**Aim of the task**
Extract the complete listing and output it unchanged.
##### Stored data #####
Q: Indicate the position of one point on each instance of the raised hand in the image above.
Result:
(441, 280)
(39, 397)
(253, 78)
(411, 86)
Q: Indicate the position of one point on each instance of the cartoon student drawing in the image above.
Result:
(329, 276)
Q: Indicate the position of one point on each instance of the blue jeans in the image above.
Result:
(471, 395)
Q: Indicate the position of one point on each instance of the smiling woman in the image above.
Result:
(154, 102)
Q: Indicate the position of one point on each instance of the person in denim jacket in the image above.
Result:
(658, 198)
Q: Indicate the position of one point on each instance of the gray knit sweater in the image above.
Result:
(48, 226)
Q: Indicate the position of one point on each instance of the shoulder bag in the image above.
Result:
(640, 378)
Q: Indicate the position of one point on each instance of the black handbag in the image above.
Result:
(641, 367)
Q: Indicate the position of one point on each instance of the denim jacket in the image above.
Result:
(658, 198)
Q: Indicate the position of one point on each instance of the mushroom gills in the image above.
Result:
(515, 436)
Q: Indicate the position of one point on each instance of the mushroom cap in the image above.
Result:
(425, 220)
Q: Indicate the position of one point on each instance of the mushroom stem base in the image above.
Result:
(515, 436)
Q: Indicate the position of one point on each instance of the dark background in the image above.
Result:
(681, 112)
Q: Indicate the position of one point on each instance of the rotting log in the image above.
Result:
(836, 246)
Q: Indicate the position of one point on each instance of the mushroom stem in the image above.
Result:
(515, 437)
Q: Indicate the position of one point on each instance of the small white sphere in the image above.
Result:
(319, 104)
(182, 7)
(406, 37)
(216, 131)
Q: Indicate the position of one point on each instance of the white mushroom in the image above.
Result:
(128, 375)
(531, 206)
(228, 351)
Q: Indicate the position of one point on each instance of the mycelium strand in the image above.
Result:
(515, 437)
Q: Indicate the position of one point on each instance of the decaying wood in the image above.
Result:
#####
**Reply to the task**
Q: Indicate the position of one point on each instance of the raised hand in the image above.
Result:
(441, 280)
(39, 397)
(253, 78)
(411, 86)
Q: Indicate the position of one point on each instance of the cartoon student drawing in the image above.
Result:
(329, 276)
Q: Indicate the position of one point on each instance of the blue jeans in the image above.
Result:
(471, 395)
Q: Indicate the position of one point on each instance of the smiling woman in the image above.
Result:
(154, 102)
Q: Indicate the position of one point on each instance of the person in denim jacket in the image above.
Result:
(658, 198)
Q: Indicate the position of one point on each instance of the gray knit sweater in the image above.
Result:
(48, 226)
Q: Indicate the position of one point on each instance of the shoulder bag in the image above.
Result:
(640, 378)
Q: Indicate the position of one point on each instance of the black handbag in the image above.
Result:
(641, 367)
Q: Indicate the position of one point on each instance of the denim jacket in the image above.
Result:
(658, 198)
Q: Indicate the position of one point on each instance of the mushroom gills in the image above.
Result:
(515, 436)
Q: Indicate the position of one point on each instance of the mushroom cap in the image above.
Result:
(425, 220)
Q: Indicate the position of one point on each instance of the mushroom stem base in the image above.
Result:
(515, 436)
Q: Indicate the position of one point on each instance of the dark background in the image above.
Result:
(681, 112)
Q: Indicate the position of one point on each instance of the rotting log in the image above.
Result:
(836, 246)
Q: Indicate the position of one point on each instance of the mushroom stem in the image above.
Result:
(515, 437)
Q: Indicate the position of one point on each instance of the small white sphere in the image above.
Result:
(319, 104)
(182, 7)
(406, 37)
(216, 131)
Q: Indicate the position of one point on each instance of the white mushroom in the image above.
Result:
(128, 375)
(531, 206)
(228, 351)
Q: Indicate the position of one point on each instance of the mycelium strand in the image above.
Result:
(515, 437)
Q: Indicate the position of one point on each instance of the decaying wood in the image above.
Result:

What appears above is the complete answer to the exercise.